» **INSTRUCTIONS FOR THE TASK**
Please give all of the data below again, switching each "identify" to "locate" and leaving everything else unchanged.
[EXERCISE INPUTS start]
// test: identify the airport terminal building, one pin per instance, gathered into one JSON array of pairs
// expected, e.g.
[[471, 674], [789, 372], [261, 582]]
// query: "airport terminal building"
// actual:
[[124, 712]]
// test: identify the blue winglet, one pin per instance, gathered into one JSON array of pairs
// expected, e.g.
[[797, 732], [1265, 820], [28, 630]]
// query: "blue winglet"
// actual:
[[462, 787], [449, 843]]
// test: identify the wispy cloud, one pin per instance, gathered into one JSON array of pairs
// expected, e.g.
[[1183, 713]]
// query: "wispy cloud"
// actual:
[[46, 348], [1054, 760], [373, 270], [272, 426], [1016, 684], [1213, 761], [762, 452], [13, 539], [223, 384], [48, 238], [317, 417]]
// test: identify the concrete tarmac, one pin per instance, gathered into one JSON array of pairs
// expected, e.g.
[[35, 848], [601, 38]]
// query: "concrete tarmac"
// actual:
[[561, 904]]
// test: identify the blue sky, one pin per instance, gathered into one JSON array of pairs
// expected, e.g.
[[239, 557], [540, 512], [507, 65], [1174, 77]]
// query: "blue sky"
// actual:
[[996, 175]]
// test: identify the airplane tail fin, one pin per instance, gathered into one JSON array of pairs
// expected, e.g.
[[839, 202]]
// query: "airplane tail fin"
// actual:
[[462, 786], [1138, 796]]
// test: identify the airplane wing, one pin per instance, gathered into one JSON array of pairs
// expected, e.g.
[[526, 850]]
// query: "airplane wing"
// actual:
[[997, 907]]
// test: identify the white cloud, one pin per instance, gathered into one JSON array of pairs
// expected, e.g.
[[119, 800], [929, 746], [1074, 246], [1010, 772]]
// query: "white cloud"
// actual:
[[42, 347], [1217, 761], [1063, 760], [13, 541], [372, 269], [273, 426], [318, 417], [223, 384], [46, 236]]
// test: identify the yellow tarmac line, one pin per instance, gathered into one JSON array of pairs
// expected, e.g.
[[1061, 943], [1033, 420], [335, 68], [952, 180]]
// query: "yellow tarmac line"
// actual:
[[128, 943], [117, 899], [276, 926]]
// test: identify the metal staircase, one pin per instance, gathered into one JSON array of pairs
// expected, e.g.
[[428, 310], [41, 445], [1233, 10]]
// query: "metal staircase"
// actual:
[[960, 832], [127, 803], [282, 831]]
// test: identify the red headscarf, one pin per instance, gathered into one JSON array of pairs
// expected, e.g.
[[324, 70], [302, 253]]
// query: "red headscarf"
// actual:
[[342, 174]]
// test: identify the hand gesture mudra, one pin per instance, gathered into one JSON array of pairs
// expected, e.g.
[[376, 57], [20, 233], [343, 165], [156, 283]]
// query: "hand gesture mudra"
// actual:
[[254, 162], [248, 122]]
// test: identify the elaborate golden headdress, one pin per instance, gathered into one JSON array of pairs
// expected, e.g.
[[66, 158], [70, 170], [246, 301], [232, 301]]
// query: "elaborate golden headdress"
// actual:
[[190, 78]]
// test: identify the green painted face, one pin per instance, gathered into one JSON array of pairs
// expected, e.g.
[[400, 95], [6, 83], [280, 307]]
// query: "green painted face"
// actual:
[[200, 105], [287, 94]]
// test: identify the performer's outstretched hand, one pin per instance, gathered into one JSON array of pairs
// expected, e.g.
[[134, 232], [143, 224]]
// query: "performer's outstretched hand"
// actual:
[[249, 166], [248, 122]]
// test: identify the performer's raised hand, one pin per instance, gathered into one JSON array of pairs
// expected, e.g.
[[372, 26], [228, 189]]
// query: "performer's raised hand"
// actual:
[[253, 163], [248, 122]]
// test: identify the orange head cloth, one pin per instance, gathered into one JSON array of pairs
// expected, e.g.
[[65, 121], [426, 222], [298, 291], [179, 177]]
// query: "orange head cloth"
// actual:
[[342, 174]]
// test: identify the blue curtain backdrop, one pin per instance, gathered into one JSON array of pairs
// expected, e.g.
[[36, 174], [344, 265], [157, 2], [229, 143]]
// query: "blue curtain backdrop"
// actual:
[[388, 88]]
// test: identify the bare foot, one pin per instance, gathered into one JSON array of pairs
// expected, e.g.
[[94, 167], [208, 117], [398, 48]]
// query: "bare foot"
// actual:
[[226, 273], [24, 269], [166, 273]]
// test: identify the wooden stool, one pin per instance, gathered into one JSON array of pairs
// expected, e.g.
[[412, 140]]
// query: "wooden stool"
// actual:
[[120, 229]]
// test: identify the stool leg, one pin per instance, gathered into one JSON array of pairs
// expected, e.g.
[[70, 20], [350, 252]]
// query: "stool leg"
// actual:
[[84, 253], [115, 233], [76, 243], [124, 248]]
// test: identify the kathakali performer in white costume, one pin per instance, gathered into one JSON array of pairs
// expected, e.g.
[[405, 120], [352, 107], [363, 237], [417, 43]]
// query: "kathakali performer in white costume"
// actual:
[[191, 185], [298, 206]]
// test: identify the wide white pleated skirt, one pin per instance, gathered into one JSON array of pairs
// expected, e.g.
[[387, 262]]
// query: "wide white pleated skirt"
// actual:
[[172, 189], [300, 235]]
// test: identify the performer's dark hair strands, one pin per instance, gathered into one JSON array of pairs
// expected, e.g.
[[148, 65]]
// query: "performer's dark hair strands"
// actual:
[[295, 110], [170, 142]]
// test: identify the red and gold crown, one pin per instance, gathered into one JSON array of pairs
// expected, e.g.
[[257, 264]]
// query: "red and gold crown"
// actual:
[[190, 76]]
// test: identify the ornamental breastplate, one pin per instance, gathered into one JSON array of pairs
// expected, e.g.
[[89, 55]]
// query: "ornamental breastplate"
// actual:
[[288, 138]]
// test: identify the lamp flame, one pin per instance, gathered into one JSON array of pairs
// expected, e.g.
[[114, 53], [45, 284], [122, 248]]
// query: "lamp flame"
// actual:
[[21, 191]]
[EXERCISE INPUTS end]
» **EXERCISE OUTPUT**
// test: locate the airport terminal building, one pin per instance, gathered into one JSON array of pairs
// expected, e.g.
[[471, 674], [789, 372], [261, 582]]
// query: "airport terminal building"
// actual:
[[124, 712]]
// test: locate the blue winglet, one pin per instance, gathered into one JSON array of pairs
// expected, e.g.
[[797, 732], [1265, 820], [28, 630]]
// query: "blue winglet"
// actual:
[[462, 787], [449, 843]]
// test: locate the wispy cloud, one pin per instance, gathered into one JSON array of pairs
// expected, e.g.
[[1183, 713]]
// query: "wispy cloud"
// actual:
[[46, 348], [1054, 760], [373, 270], [272, 426], [1016, 684], [1213, 761], [762, 452], [13, 539], [223, 384], [48, 238], [317, 417]]
// test: locate the concrete tarmac, one pin per instance, gathered into one JSON array of pairs
// expected, e.g.
[[35, 848], [601, 38]]
// query: "concrete tarmac"
// actual:
[[561, 904]]
// test: locate the blue sky, one pin per instance, gathered into one JSON array of pairs
// expected, e.g.
[[239, 557], [540, 512], [507, 65], [1174, 77]]
// query: "blue sky"
// actual:
[[996, 175]]
// test: locate the airplane tail fin, one pin per instance, gathered into one JSON array of pairs
// expected, e.g.
[[839, 202]]
// query: "airplane tail fin"
// actual:
[[462, 786], [1138, 796]]
// test: locate the airplane wing, one pin per instance, gathered into one JSON array of pairs
// expected, e.g.
[[526, 850]]
// query: "airplane wing"
// actual:
[[997, 907]]
// test: locate the white cloud, one pin per instance, gathered into one JSON array of pairs
// expected, e.g.
[[119, 800], [929, 746], [1074, 246], [1010, 772]]
// query: "white cloud"
// actual:
[[42, 347], [1217, 761], [1063, 760], [13, 541], [372, 269], [273, 426], [318, 417], [223, 384], [46, 236]]
// test: locate the yellow tarmac line, one pin per instance, gathered into one JSON array of pairs
// expected, e.g.
[[1061, 943], [1033, 420], [335, 68], [952, 180]]
// query: "yellow tarmac line"
// actual:
[[128, 943], [117, 899], [276, 926]]
// test: locate the metal staircase, one pin per instance, gathered into one JSON array of pairs
// expected, e.g.
[[428, 310], [41, 445], [1233, 10]]
// query: "metal staircase"
// actual:
[[960, 832], [127, 803], [282, 831]]
// test: locate the red headscarf, one pin per instance, gathered into one JSON array of pairs
// expected, e.g.
[[324, 70], [302, 253]]
// query: "red headscarf"
// actual:
[[342, 174]]
// test: locate the hand gesture mudra, one pin per instance, gathered into one JSON array of pairs
// expected, e.g.
[[376, 57], [20, 233], [343, 165], [156, 283]]
// query: "hand gesture mudra"
// actual:
[[254, 162], [248, 122]]
// test: locate the elaborate golden headdress, one pin per instance, gathered into one JSON array of pairs
// expected, e.g.
[[66, 158], [70, 170], [246, 301], [232, 301]]
// query: "elaborate golden headdress"
// actual:
[[190, 78]]
// test: locate the green painted face, one pin per instance, gathered into one JSON array of pairs
// expected, e.g.
[[400, 95], [6, 83], [280, 307]]
// query: "green painted face"
// actual:
[[200, 105], [287, 94]]
// test: locate the performer's outstretched hand, one pin per instance, gathered into one JSON array of pairs
// expected, e.g.
[[134, 232], [143, 224]]
// query: "performer's outstretched hand"
// actual:
[[249, 166], [248, 122]]
// test: locate the performer's raised hand, one pin per instance, gathered into one JSON array of pairs
// expected, e.g.
[[372, 26], [228, 189]]
// query: "performer's raised hand"
// actual:
[[253, 163], [248, 122]]
// test: locate the orange head cloth, one pin per instance, gathered into one JSON array of pairs
// expected, e.g.
[[65, 121], [426, 222], [298, 291], [179, 177]]
// query: "orange head cloth"
// actual:
[[342, 174]]
// test: locate the blue curtain backdrop, one pin per instance, gathered into one JSON array of pairs
// expected, e.g.
[[36, 174], [344, 265], [157, 2], [229, 143]]
// query: "blue curtain backdrop"
// actual:
[[388, 88]]
// test: locate the bare foot, one pin per instance, gathered into one JSON array of pairs
// expected, e.g.
[[94, 167], [208, 117], [398, 48]]
// query: "bare foot"
// actual:
[[226, 273], [24, 269], [166, 273]]
// test: locate the wooden stool, one pin per instance, gathered into one JSON array of pairs
// expected, e.g.
[[412, 140]]
// query: "wooden stool"
// actual:
[[120, 229]]
// test: locate the stool leg, one pin per instance, gathered into one JSON array of pairs
// expected, e.g.
[[70, 20], [350, 252]]
// query: "stool leg"
// actual:
[[84, 253], [115, 233], [76, 243], [124, 248]]
// test: locate the kathakali performer in white costume, one pin per instance, gathered into one JSON array of pairs
// expected, e.g.
[[405, 120], [352, 107], [363, 237], [417, 43]]
// query: "kathakali performer in white costume"
// actual:
[[191, 185], [298, 206]]
// test: locate the wide white pleated skirt, one pin per instance, gathered into one JSON array of pairs
// expected, e.g.
[[387, 262]]
// query: "wide white pleated skirt"
// actual:
[[172, 189], [300, 235]]
// test: locate the performer's dark hair strands, one pin per instance, gathered into one JSON array of pairs
// expected, e.g.
[[148, 65]]
// query: "performer's dark hair strands"
// actual:
[[295, 110], [170, 142]]
// test: locate the red and gold crown, one pin per instance, gathered into one JSON array of pairs
// expected, e.g.
[[257, 264]]
// query: "red and gold crown"
// actual:
[[190, 76]]
// test: locate the ornamental breastplate, one pin per instance, gathered into one JSON array of pairs
// expected, e.g.
[[89, 55]]
// query: "ornamental breastplate"
// actual:
[[288, 138]]
// test: locate the lamp flame, one pin per instance, gathered into one JSON array of pairs
// expected, e.g.
[[114, 53], [45, 284], [122, 248]]
// query: "lamp flame"
// actual:
[[21, 191]]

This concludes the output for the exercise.